▸ Set task
Reproduce each of the following rows word for word, omitting the pictures.
□ □ □ □ □
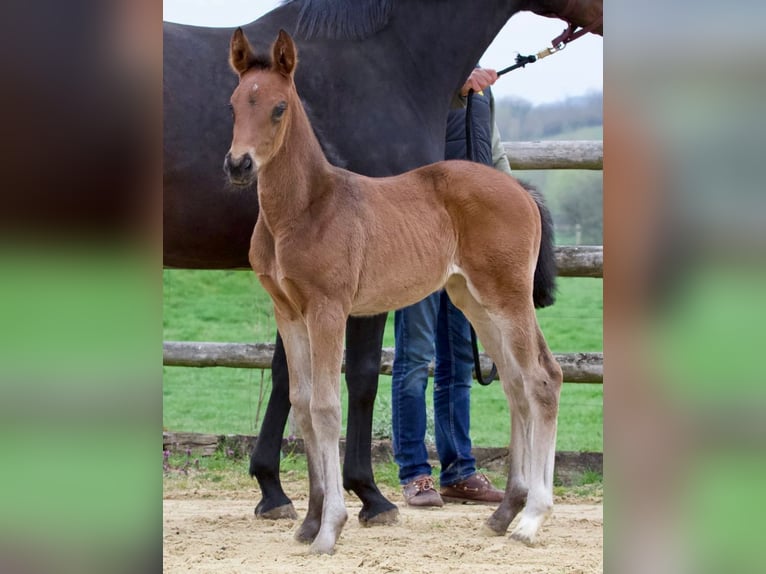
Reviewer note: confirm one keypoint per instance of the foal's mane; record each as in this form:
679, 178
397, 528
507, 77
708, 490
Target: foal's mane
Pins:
341, 19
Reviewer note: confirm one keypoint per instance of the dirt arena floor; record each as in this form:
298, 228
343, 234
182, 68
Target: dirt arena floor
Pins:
213, 530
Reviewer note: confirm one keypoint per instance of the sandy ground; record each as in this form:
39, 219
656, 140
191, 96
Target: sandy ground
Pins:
217, 532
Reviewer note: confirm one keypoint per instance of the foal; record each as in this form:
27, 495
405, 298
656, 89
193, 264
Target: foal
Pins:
330, 243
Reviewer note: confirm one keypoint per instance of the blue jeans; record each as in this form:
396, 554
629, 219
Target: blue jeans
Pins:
432, 325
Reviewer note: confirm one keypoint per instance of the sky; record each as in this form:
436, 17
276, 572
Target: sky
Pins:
575, 71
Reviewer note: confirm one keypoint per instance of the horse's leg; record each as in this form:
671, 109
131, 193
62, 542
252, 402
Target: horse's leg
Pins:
298, 354
542, 387
364, 339
532, 381
264, 460
326, 322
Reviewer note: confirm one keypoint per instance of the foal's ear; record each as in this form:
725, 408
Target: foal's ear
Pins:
240, 52
284, 54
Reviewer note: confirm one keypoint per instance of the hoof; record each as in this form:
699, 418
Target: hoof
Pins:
524, 538
380, 519
319, 549
487, 530
278, 513
494, 527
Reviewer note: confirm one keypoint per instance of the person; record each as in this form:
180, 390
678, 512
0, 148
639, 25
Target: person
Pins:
434, 326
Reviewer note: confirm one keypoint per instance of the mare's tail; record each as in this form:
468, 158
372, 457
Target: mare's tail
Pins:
544, 292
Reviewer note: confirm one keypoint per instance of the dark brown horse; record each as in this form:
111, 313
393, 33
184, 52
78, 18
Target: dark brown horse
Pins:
330, 244
377, 77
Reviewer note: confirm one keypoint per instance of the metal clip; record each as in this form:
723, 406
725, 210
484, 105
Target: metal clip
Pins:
550, 50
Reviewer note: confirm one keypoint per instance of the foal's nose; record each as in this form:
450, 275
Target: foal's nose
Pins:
239, 170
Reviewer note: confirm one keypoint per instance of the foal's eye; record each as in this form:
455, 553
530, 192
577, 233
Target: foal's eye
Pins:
278, 111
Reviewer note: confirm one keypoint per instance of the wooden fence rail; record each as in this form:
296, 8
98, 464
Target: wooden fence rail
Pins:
555, 154
577, 367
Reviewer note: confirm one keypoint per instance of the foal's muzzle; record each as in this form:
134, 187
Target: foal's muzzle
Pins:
240, 170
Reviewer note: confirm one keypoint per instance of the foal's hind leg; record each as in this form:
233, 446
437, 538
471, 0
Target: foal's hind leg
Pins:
364, 338
542, 381
532, 381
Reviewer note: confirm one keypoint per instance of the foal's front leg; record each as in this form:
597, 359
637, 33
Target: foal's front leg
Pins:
326, 322
297, 349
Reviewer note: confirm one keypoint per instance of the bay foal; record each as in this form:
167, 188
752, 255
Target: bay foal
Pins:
330, 243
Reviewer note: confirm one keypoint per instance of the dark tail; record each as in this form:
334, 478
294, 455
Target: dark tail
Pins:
544, 292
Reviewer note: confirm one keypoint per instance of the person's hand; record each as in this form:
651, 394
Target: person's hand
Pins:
479, 79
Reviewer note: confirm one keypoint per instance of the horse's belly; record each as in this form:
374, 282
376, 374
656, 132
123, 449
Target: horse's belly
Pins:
396, 288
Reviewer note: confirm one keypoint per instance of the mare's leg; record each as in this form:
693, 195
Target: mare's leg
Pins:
298, 353
364, 339
326, 323
264, 460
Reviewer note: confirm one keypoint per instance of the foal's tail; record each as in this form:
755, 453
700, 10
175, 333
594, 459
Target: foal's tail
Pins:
544, 292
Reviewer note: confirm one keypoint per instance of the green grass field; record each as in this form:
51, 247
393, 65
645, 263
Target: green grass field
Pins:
231, 306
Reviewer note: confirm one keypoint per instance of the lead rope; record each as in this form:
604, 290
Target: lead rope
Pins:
474, 341
557, 44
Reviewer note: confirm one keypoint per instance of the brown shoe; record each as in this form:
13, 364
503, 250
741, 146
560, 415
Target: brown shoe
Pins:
421, 492
476, 489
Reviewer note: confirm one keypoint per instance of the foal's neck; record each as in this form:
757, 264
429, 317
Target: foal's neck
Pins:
296, 172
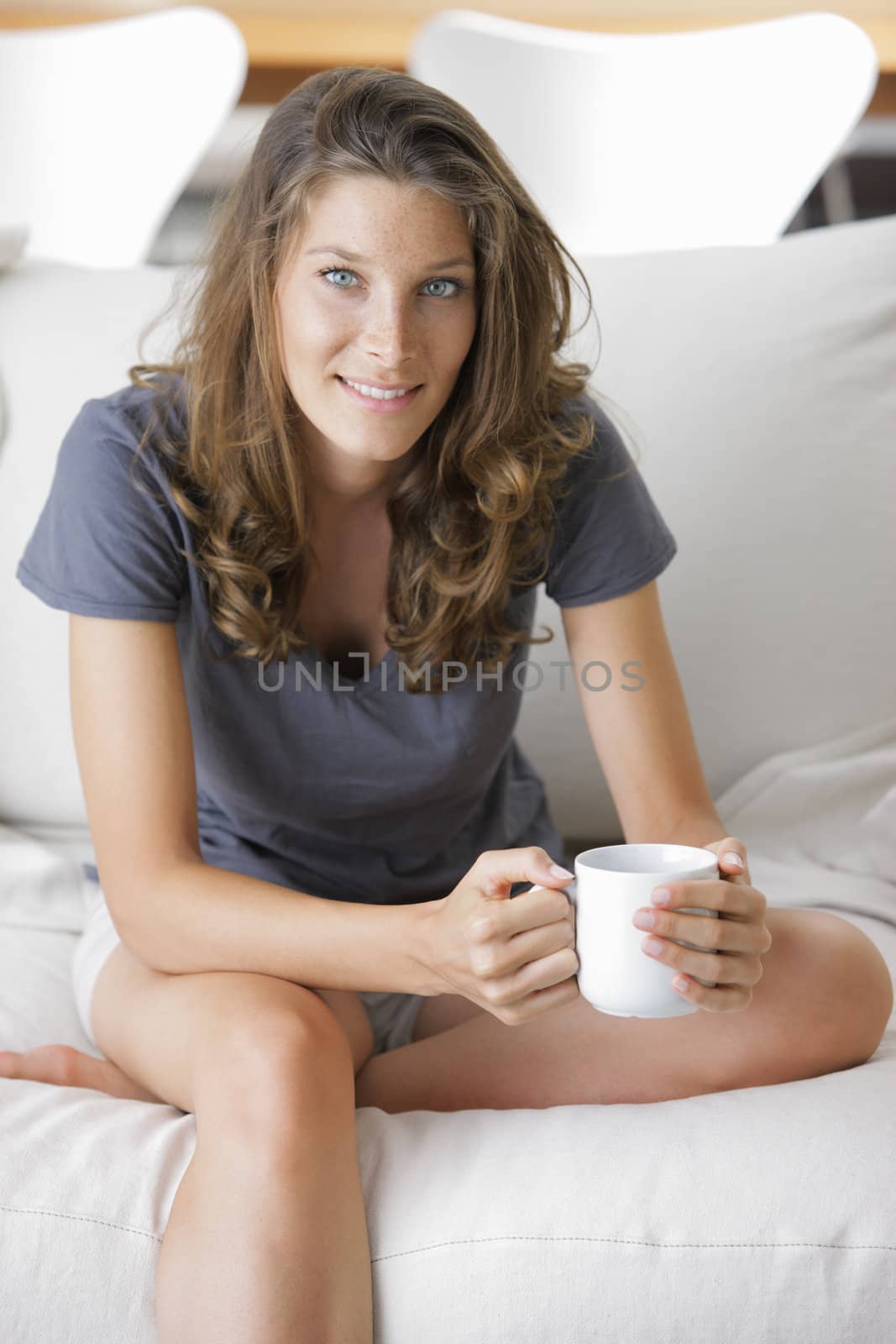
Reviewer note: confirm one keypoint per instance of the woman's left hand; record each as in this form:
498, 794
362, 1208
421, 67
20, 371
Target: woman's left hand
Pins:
736, 941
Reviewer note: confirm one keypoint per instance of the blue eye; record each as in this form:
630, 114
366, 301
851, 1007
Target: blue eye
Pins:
340, 270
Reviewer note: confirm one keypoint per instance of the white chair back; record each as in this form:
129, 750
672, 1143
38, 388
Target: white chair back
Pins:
102, 124
661, 141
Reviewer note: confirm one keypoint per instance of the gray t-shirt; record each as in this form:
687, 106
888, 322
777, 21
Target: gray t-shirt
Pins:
359, 790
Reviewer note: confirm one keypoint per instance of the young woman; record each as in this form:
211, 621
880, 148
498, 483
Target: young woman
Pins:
301, 564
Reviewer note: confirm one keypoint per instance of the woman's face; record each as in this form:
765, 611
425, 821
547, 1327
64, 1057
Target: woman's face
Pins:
380, 292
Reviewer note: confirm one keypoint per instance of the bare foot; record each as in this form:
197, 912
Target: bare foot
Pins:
70, 1068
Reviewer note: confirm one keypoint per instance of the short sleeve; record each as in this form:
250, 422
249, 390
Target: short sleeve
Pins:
102, 546
610, 537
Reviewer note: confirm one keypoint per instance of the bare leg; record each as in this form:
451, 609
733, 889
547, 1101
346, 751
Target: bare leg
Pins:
266, 1240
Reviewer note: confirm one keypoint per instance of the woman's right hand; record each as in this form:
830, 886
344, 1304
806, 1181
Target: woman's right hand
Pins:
516, 958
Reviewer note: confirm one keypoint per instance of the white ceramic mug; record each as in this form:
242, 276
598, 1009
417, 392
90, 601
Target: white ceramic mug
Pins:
611, 882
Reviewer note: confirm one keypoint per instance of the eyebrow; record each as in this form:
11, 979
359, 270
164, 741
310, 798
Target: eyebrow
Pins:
□ □ □ □ □
▸ Task solution
Reviewer note: confirm one keypoint per instance of the foal's mane; record each as in this form:
679, 178
397, 528
507, 77
708, 490
Target: foal's mane
Pins:
341, 19
Reviewer note: confirm one keypoint per instance of the dirt arena floor; record each as in this form:
298, 228
343, 234
182, 68
Target: dirt arena floor
Pins:
213, 530
Reviewer note: confirm one keypoint per instance of the sandy ground; record each as in this form:
39, 219
656, 140
191, 96
Target: sandy ground
Pins:
217, 532
Reviewer note: confirm one keypoint per instance of the foal; record each as in this form:
27, 495
405, 298
656, 89
193, 264
Target: foal
Pins:
330, 243
Reviewer note: confirm one keypoint per instance of the blue jeans; record each as in this form:
396, 554
629, 219
Target: blue jeans
Pins:
432, 325
Reviewer note: confirm one keypoint per instance of the sky; record each as in this form:
436, 17
276, 572
Target: sky
Pins:
575, 71
Reviewer note: confirm one keypoint per instance of the horse's leg; record each as in this form:
671, 109
131, 193
62, 542
252, 402
Target: horse's leg
Pins:
298, 354
542, 387
364, 339
532, 381
264, 460
326, 322
Reviewer note: confirm one keypoint per instance of the foal's ear; record each as in this form:
725, 408
Target: foal's ear
Pins:
240, 52
284, 54
Reviewer note: confirm one keypoint per instance of the hoof; record each as in this form:
699, 418
Target: hoof
Pins:
524, 538
380, 519
319, 549
487, 530
278, 513
494, 527
Reviewer note: confirm one keypoint per instance of the person; record each as in this form:
180, 390
678, 512
0, 148
639, 25
Target: person
Pins:
434, 326
Reviewer note: confirm one keypoint per instance of the mare's tail; record each as in this form:
468, 158
372, 457
Target: mare's tail
Pins:
544, 292
Reviewer note: confirm one keypoint per instance of the dark brown horse; record each as in this form:
111, 313
393, 33
184, 52
78, 18
Target: dark brown horse
Pins:
330, 244
377, 77
Reviewer note: confirm one keypoint per instance of the metal clip; record each as in this form:
723, 406
725, 210
484, 105
Target: metal clip
Pins:
550, 50
Reviewer note: confirm one keypoint per instance of the foal's nose; record each as in this form:
450, 275
Target: foal's nose
Pins:
239, 170
Reviewer note: confirm one keypoint per instance of the foal's eye; record each as in this form:
455, 553
530, 192
577, 233
Target: foal's eye
Pins:
278, 111
Reviewer note: confirm one keypoint per instance of the wooden fence rail; record each as in this form:
296, 8
98, 464
Target: wooden fence rail
Pins:
555, 154
577, 367
Reviewer note: confirm one keypoint per instance of the foal's muzzle; record each as in this form:
134, 187
Target: foal's muzzle
Pins:
240, 170
Reviewer note: confirm one keypoint per instance of the foal's hind leg; record each as in this form:
233, 446
437, 538
471, 0
Target: foal's hind leg
Pins:
364, 338
542, 381
532, 381
Reviewer note: confirm one keypoint per instance of the foal's front leg; record each as in this form:
597, 359
637, 33
Target: foal's front leg
Pins:
326, 322
297, 349
Reviewer note: confirm one keypoint per instance of the bay foal; record each as in this form:
167, 188
752, 255
Target: bay foal
Pins:
330, 243
Reviewer note: confirm one keypoint per instance of the dark tail; record each as in this form:
334, 478
294, 455
Target: dark tail
Pins:
544, 292
Reviewer note: confirm one keypoint per instance of the person's hand; record each as in this form:
651, 394
Target: person's hand
Pins:
479, 79
Reviewer note: confirm one keypoint per instance of the horse's belly; record each as in this form:
374, 282
376, 374
656, 132
123, 449
Target: horse's belly
Pins:
396, 288
Reviewer note: confirm one keypoint per instance of the mare's leg; record each as in this form:
693, 195
Target: mare's leg
Pins:
298, 353
364, 339
326, 323
264, 460
Reviewer note: confirm one keypoint per instance of the foal's tail; record each as in this form:
755, 453
700, 10
175, 333
594, 459
Target: foal's tail
Pins:
544, 292
Reviewer note: confirm one keypoint per instance of the green grass field; record each as in this form:
51, 247
393, 65
645, 263
Target: green grass field
Pins:
231, 306
Reviewer note: confirm one keypoint per instance of the lead rope; record each as in this form:
604, 290
Target: lead rope
Pins:
474, 341
557, 44
Reviewer note: confirm one keypoint per instance of the brown shoe; record each as in this form:
13, 364
503, 250
741, 146
560, 415
Target: brown shoe
Pins:
421, 492
476, 489
Reviewer note: confirm one keypoint per instance of the foal's neck; record each as in this form:
757, 264
429, 317
Target: foal's neck
Pins:
296, 172
Reviewer note: confirm one keypoint per instance of the woman's left hand; record each as in this form:
498, 794
362, 1208
421, 67
20, 371
Target: woman's left hand
Pins:
736, 941
Reviewer note: confirm one keypoint per instance of the blue eye; record each as in this form:
630, 114
366, 301
851, 1007
Target: blue eye
Pins:
340, 270
Reviewer note: confirm one keypoint per instance of the white chair back; record each as in this form:
129, 750
672, 1143
38, 388
Target: white chair back
Pins:
102, 124
661, 141
Reviewer note: confirm one keypoint per instance of the gray t-shirt; record each as in this form:
687, 106
888, 322
777, 21
Target: gray t-shirt
Pins:
359, 790
Reviewer note: confirm one keypoint per instance of the young woman; record each as in this form:
211, 621
880, 148
498, 483
Target: young woman
Pins:
301, 564
Reviewer note: confirm one keypoint per instance of the woman's face; record each as in this form:
765, 611
425, 821
547, 1327
64, 1057
Target: woman's face
Pins:
380, 292
Reviewer note: confirm one keypoint per instance of the bare foot; record each as in this form:
197, 912
Target: bare foot
Pins:
70, 1068
Reviewer note: confirm one keypoint per instance of the short sleeve; record each as in this form:
250, 422
249, 390
Target: short sleeve
Pins:
102, 546
610, 537
Reviewer note: confirm one keypoint per instance of the bare leg; record each as in this form:
451, 609
733, 889
547, 1101
346, 751
Target: bare leg
Pins:
266, 1240
Reviewer note: confirm one keypoint per instance of the woman's right hand; record each as in this form:
830, 886
344, 1304
806, 1181
Target: woman's right hand
Pins:
516, 958
Reviewer note: confirm one keypoint per instance of the white ceramic mug; record each as in this form:
242, 276
598, 1009
417, 392
90, 601
Target: white ceramic mug
Pins:
611, 882
Reviewer note: confirm one keypoint per instance of the eyebrow; record each as in this form:
11, 979
359, 270
164, 741
310, 798
Target: eyebrow
Pins:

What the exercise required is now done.